# Source:
* * * * * * *

It’s a reserve. He didn’t have any and he said, “I’ll do all the sweat equity. I’ll go out there and I’ll look for the poppies. I’ll go to the auctions.” Auctions were a thing back then but they’re not so much a thing. They still are to some degree, but not in our markets. He needed cash. We went to an auction and the first one, he was able to bring some, but I bought a little bit more because I felt like you always want to bring extra. The adrenaline is what they have on to push up the prices. We brought a little bit extra and thankfully we did, because I didn’t bring that extra $10,000, we wouldn’t have got this first property that we bought.

* * * * * * *

# Provided material:
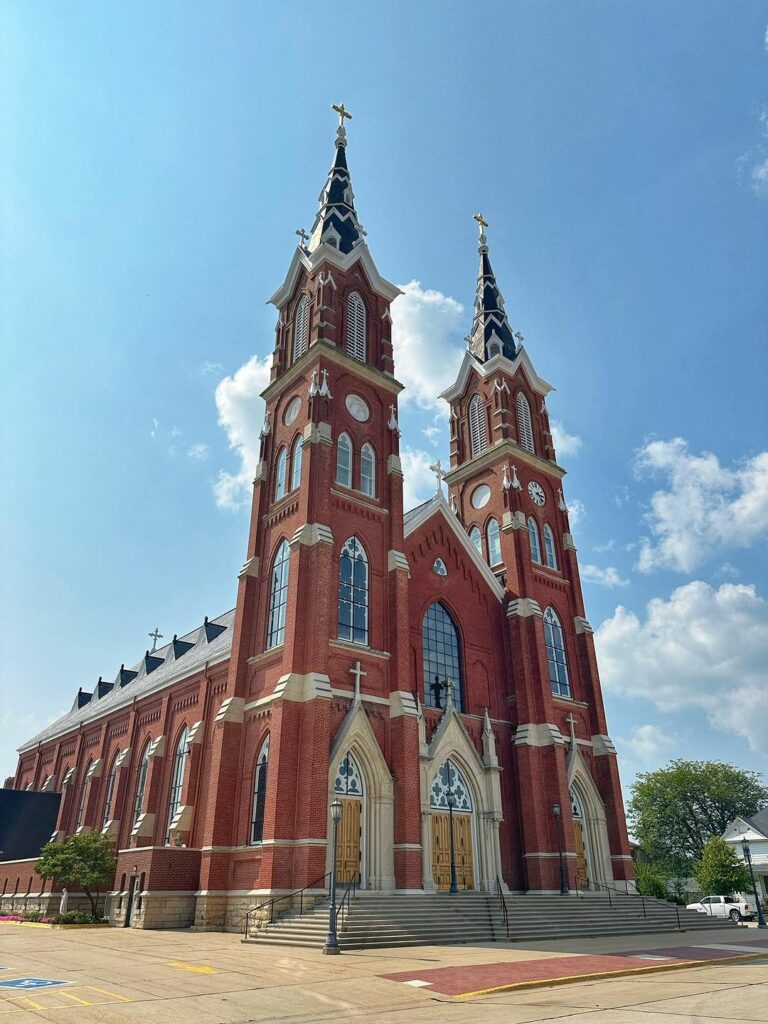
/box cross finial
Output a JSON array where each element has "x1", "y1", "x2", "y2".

* * * * * * *

# Description of the task:
In the excerpt about buying property at auction:
(a) What did the partner without cash offer to put in instead?
(b) Why did the speaker bring more money than the partner to the first auction?
(c) Without what extra amount would the first property not have been bought?

# The output:
(a) All the sweat equity.
(b) The speaker felt you always want to bring extra.
(c) $10,000.